-- Material for this task follows --

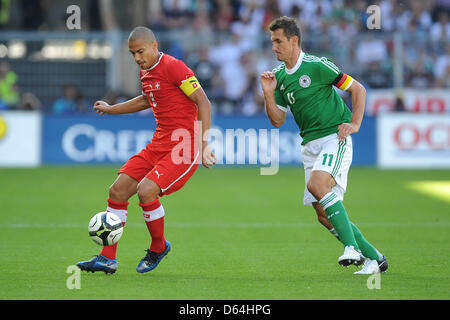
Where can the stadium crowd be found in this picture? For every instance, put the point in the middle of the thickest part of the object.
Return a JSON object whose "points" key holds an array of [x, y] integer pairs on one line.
{"points": [[229, 68]]}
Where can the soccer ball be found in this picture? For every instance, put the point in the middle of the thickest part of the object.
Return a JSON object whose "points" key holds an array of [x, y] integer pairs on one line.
{"points": [[105, 228]]}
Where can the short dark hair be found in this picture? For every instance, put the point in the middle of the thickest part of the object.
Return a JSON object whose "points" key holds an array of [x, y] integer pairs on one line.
{"points": [[142, 33], [289, 26]]}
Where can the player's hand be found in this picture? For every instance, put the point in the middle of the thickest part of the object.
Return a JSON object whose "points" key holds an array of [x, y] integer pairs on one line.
{"points": [[102, 107], [208, 157], [346, 129], [268, 81]]}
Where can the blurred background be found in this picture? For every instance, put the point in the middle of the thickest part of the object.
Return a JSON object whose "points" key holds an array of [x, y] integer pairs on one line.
{"points": [[59, 73]]}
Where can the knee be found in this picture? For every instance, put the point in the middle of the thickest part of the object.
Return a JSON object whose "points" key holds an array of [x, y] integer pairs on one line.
{"points": [[117, 193], [147, 191], [314, 187]]}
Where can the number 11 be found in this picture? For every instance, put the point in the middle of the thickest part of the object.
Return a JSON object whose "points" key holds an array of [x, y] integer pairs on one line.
{"points": [[325, 155]]}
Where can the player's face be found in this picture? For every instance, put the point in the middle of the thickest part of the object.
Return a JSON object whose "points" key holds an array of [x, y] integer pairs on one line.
{"points": [[282, 46], [145, 54]]}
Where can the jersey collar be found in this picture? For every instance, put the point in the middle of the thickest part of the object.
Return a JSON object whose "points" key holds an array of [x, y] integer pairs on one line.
{"points": [[160, 57], [297, 65]]}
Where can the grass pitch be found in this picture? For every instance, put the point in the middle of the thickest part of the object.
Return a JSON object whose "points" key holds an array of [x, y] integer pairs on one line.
{"points": [[234, 234]]}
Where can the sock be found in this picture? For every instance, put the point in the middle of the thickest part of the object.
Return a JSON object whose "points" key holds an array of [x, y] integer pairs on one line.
{"points": [[337, 215], [154, 219], [366, 248], [120, 209]]}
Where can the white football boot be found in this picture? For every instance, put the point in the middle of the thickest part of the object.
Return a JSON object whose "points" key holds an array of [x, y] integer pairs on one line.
{"points": [[351, 256], [369, 267]]}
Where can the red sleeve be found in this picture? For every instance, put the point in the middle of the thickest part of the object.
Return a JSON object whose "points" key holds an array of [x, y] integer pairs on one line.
{"points": [[178, 72]]}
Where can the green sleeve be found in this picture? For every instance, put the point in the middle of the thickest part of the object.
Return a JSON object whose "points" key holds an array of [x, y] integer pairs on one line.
{"points": [[328, 71]]}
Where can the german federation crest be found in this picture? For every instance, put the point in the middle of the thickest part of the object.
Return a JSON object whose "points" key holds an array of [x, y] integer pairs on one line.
{"points": [[304, 81]]}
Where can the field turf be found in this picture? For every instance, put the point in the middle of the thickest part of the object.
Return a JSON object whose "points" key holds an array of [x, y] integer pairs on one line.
{"points": [[234, 234]]}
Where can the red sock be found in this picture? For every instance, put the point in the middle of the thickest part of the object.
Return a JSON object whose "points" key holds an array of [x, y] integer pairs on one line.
{"points": [[154, 219], [120, 209]]}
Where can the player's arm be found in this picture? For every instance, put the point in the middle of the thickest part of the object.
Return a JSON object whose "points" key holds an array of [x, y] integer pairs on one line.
{"points": [[358, 93], [274, 113], [136, 104], [194, 91]]}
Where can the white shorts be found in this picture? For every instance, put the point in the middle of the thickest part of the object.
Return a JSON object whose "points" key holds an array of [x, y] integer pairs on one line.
{"points": [[330, 155]]}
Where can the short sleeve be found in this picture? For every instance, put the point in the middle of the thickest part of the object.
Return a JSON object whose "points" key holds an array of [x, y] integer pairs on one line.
{"points": [[328, 71], [281, 103], [183, 77]]}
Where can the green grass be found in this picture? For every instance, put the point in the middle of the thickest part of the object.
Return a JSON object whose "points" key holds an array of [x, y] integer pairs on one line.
{"points": [[234, 234]]}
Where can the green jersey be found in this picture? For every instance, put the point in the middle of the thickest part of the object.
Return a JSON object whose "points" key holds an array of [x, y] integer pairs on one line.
{"points": [[307, 89]]}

-- Material for this task concluded --

■ **Exercise description**
What is the number of lines in the records that include "green"? Answer with that number alone.

■ **Finished exercise**
3